[Task list]
• a. Copy the part of the defense-cuts column starting with "On nukes, the" and going on through "2013 budget proposal.", switching "warheads" to "weapons".
• b. Answer these questions from the defense-cuts column:
(i) By about how many soldiers will the Army decline, and to roughly what size?
(ii) How much could the looming sequestration cut from national-security spending over a decade?
(iii) What did Tehran announce that it has?

[Quoted passage]
Tuesday’s Associated Press report that President Obama is considering large cuts in our strategic arsenal is just the latest of this week’s grim news about the president’s national-defense plans.
On nukes, the administration is apparently pondering reductions of up to 80 percent of deployed warheads — a breathtaking slash to our nuclear-deterrence posture. This comes on top of troubling plans outlined in the president’s fiscal year 2013 budget proposal.
Put simply, the budget features a serious mismatch between the resources it gives our military and the likely global threats that our forces must contend with.
Take a look at expected major military cuts.
Navy: The fleet needs to get ready for some heavy budget seas. The Navy will have to mothball nine cruisers and amphibious ships and remove “16 more [ships] from the new construction plan,” according to the House Armed Services Committee.
Air Force: Fewer fighters will be going off into the Wild Blue Yonder when six squadrons are axed. The plan also dispenses with some 130 air-mobility planes such as the C-5 and C-130, which do critical logistics work.
Ground Forces: The Army will decline by about 70,000 GIs, to some 490,000 soldiers, closing down eight Brigade Combat Teams. There will be fewer leathernecks, too, with the Marine Corps shrinking some 20,000, to around 180,000.
Nor does Obama’s budget take into account the looming “sequestration” (automatic reduction) of as much as $600 billion to national-security spending over a decade, as required by last year’s Budget Control Act. As recently as this week, Defense Secretary Leon Panetta warned that these new cuts would do “severe damage” to the military’s ability to project power and protect the country.
With the Defense Department already in the process of slicing spending some $500 billion over the next 10 years, simple math tells you defense cuts may top $1 trillion in the same period, requiring a further fall in force structure.
So, what does this all mean?
If Congress passes the budget, we’ll basically have to deal with expanding international-security challenges with a dwindling US military. Friend and foe alike will draw the obvious conclusions.
Without a doubt, the disparity between threats and our defense resources will also raise the risks to our brave young men and women, while reducing our ability to shape and affect world events.
For example, Team Obama talks about a shift or “pivot” away from the fights in Iraq and Afghanistan toward Asia to deal with what is unspoken by the administration but believed to be a rising China.
No question: Asia, especially China, needs more attention — but the smaller Navy is going to be hard pressed to deal with Beijing’s ever-expanding fleet in the vast Pacific Ocean, known for its “tyranny of distance.”
Will we have the military capacity for dealing with an ever more belligerent Iran? Just yesterday, Tehran announced that it has a new generation of centrifuges for enriching uranium as well as its first locally produced nuclear-reactor fuel rods.
Down the road, domestic fuel rods, if reprocessed into plutonium, could provide Iran with a second avenue to produce nukes beyond its ongoing program.
It’s worth noting our enemies get a say in when and where the next fight comes — and war is a come-as-you-are affair. Yes, a strategy of “nimble” and “flexible” is attractive, but there’s a certain quality in quantity even in today’s high-tech “battlespace.”
Defense spending shouldn’t be held hostage to politics nor driven by pure budget numbers. Instead, it should be based on the international environment we face now and expect in the future — and that doesn’t look rosy at all.
Peter Brookes is a Heritage Foundation senior fellow and former deputy assistant secretary of defense.

(Image-backed grounding data)
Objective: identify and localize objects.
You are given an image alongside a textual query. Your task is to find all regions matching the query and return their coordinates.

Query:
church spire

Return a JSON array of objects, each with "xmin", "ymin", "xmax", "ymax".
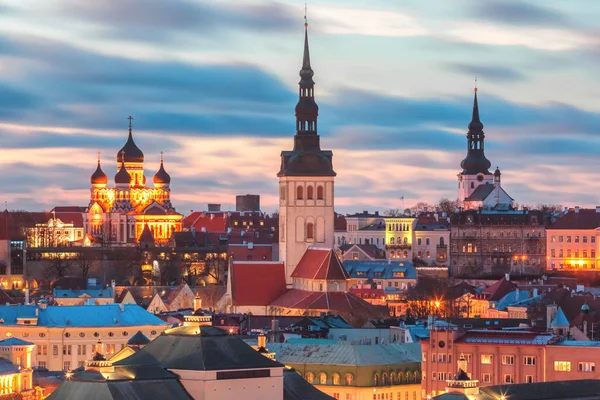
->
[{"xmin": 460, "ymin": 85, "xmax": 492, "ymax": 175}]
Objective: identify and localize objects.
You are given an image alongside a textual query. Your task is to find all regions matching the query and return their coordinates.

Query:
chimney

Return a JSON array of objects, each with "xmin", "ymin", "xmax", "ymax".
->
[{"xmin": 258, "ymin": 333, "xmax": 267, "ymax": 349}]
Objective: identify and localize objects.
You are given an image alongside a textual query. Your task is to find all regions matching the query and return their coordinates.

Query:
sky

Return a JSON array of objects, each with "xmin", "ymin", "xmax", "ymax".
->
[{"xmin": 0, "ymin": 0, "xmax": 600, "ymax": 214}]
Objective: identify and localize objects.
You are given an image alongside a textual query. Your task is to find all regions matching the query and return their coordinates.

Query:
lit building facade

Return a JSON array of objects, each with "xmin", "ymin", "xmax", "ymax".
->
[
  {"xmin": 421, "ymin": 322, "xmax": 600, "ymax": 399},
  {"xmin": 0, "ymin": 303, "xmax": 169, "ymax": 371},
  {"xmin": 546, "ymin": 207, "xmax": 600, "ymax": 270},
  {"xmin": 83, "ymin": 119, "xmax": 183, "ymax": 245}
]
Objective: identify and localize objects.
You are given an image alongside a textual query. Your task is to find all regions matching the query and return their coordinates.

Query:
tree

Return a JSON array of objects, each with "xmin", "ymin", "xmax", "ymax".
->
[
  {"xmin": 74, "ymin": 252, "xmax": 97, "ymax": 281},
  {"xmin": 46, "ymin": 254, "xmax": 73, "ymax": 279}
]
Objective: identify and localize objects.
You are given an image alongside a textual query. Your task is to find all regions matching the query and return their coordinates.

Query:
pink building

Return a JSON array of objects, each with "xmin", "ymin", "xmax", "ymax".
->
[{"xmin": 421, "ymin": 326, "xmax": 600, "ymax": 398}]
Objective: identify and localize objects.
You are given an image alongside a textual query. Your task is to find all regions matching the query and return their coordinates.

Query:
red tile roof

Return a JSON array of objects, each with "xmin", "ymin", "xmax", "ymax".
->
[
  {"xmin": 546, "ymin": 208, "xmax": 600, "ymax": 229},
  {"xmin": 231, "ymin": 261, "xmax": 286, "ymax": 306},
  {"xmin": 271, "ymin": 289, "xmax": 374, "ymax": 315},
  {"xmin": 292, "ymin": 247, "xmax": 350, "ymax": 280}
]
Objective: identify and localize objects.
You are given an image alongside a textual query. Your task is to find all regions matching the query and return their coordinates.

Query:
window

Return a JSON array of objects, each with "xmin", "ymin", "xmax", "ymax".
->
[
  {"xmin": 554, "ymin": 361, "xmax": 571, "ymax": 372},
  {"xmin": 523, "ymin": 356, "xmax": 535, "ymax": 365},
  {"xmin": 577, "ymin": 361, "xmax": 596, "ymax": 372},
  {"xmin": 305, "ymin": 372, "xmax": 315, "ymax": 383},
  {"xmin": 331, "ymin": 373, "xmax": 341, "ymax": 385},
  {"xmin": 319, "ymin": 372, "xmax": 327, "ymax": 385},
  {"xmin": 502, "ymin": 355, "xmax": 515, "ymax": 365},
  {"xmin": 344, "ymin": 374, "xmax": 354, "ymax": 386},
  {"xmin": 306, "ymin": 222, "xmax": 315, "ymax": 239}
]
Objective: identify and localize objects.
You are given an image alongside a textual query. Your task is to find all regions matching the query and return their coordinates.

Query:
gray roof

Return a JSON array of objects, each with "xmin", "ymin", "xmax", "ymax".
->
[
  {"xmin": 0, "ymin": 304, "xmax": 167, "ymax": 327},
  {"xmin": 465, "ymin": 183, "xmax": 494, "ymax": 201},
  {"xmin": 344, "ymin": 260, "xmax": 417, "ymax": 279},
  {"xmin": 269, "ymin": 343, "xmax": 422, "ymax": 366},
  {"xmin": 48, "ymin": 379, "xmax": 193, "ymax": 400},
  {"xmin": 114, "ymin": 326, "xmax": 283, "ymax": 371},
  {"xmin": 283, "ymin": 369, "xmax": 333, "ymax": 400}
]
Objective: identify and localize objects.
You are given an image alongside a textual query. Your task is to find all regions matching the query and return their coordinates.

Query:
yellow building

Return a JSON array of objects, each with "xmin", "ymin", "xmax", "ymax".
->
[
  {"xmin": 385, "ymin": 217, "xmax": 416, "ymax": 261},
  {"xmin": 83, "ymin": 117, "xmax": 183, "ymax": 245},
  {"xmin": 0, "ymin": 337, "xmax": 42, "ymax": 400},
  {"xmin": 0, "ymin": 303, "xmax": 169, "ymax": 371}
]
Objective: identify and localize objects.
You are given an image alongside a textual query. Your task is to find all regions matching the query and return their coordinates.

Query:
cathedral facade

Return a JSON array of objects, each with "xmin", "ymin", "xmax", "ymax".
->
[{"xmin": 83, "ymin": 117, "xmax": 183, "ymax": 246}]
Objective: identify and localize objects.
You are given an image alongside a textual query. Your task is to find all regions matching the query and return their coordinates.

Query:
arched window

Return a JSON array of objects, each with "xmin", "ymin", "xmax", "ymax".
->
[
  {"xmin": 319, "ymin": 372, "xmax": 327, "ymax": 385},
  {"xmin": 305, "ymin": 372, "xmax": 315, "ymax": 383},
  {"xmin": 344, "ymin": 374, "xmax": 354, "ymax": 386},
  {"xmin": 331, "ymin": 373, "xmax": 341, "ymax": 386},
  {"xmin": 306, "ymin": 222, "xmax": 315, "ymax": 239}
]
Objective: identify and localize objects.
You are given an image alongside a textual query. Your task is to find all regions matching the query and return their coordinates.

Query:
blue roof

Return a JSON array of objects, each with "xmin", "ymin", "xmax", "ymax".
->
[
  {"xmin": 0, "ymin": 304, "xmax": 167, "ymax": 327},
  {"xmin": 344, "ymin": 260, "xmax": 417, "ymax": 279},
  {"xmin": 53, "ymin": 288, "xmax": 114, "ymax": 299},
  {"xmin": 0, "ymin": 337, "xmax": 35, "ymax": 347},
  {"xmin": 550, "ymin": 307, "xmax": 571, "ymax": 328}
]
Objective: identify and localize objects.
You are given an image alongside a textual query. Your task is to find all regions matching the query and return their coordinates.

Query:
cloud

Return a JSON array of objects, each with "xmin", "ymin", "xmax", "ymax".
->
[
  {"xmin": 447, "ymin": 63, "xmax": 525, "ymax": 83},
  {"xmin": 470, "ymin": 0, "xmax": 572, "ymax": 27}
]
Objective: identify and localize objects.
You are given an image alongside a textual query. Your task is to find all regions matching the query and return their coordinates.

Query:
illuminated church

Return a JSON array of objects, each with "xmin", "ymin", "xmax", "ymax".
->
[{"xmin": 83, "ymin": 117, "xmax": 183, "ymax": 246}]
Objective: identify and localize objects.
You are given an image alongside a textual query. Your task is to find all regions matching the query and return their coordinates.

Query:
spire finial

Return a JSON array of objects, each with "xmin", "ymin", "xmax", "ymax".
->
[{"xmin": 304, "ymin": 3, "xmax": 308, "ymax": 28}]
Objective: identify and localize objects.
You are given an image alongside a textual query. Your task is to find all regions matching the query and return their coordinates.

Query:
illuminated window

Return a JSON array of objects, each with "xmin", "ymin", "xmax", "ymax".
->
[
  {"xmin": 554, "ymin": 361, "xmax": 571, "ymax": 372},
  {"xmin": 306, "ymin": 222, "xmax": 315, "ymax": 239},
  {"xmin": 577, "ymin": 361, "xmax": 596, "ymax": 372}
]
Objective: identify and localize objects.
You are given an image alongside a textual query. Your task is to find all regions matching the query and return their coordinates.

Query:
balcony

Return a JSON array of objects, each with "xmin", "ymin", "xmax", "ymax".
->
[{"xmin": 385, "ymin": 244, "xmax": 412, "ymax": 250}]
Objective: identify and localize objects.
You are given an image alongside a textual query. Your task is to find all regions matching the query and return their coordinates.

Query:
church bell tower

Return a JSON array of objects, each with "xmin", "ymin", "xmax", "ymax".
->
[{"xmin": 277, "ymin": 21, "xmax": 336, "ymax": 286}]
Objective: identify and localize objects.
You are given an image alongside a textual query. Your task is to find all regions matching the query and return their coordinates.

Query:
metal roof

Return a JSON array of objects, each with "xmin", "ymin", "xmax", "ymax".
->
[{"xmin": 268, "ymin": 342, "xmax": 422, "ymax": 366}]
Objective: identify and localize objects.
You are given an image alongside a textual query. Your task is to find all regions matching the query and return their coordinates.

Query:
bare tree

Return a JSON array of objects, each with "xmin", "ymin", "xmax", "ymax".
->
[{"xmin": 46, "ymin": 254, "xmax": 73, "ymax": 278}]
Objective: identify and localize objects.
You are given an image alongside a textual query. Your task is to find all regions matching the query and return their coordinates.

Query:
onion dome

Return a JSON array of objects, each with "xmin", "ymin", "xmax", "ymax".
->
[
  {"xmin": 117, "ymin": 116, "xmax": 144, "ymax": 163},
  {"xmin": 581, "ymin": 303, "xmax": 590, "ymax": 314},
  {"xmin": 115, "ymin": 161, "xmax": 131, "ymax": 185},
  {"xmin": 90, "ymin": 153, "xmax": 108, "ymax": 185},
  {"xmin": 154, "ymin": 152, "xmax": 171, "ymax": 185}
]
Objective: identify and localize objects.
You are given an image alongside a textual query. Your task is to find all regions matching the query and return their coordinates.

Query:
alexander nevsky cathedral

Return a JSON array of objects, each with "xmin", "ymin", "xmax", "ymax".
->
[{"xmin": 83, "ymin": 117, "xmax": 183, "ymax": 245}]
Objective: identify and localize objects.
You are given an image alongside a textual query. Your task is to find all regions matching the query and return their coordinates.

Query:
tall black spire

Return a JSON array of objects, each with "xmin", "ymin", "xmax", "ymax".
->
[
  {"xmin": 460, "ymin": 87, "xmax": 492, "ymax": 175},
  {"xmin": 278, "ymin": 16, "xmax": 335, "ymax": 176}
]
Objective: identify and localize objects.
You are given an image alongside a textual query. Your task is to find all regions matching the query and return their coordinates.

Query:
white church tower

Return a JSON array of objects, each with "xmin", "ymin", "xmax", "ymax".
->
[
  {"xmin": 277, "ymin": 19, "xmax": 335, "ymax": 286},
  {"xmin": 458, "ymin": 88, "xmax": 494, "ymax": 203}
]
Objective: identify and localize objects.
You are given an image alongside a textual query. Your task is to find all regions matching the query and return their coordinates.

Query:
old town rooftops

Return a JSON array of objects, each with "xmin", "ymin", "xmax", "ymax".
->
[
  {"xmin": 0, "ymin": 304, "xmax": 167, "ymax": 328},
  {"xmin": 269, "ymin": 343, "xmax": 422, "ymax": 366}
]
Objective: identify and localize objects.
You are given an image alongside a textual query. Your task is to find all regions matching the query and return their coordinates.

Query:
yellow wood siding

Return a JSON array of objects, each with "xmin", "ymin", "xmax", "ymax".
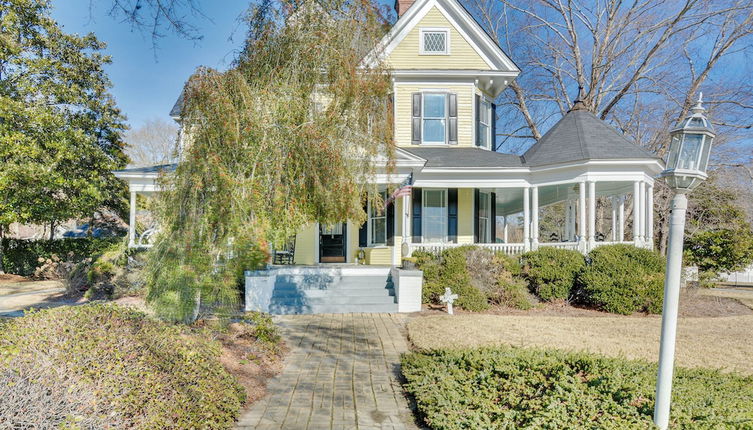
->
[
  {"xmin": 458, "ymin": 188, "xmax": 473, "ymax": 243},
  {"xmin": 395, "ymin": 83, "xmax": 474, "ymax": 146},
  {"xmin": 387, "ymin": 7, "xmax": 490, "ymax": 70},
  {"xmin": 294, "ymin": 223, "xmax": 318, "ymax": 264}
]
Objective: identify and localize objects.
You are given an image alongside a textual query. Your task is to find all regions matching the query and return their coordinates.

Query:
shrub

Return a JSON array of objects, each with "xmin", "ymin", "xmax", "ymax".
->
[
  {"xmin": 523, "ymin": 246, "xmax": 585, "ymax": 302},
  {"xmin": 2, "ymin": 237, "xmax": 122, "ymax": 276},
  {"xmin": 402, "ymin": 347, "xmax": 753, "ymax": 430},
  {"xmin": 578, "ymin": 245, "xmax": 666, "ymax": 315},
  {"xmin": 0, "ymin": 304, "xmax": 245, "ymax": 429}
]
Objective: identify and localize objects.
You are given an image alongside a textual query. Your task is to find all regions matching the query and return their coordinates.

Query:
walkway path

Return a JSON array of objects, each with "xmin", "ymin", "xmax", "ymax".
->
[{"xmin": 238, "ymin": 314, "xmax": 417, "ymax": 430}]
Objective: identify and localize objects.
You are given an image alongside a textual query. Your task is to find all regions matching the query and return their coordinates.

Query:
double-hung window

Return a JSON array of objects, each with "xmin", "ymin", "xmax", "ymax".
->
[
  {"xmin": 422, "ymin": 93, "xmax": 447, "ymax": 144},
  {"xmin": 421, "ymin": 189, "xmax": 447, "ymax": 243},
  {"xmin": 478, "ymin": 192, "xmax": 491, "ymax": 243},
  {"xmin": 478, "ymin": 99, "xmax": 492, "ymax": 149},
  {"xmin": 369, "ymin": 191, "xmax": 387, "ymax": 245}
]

[Problem solutions]
• a.
On nukes, the administration is apparently pondering reductions of up to 80 percent of deployed weapons — a breathtaking slash to our nuclear-deterrence posture. This comes on top of troubling plans outlined in the president’s fiscal year 2013 budget proposal.

• b.
(i) By about 70,000 GIs, to some 490,000 soldiers.
(ii) As much as $600 billion.
(iii) A new generation of centrifuges for enriching uranium and its first locally produced nuclear-reactor fuel rods.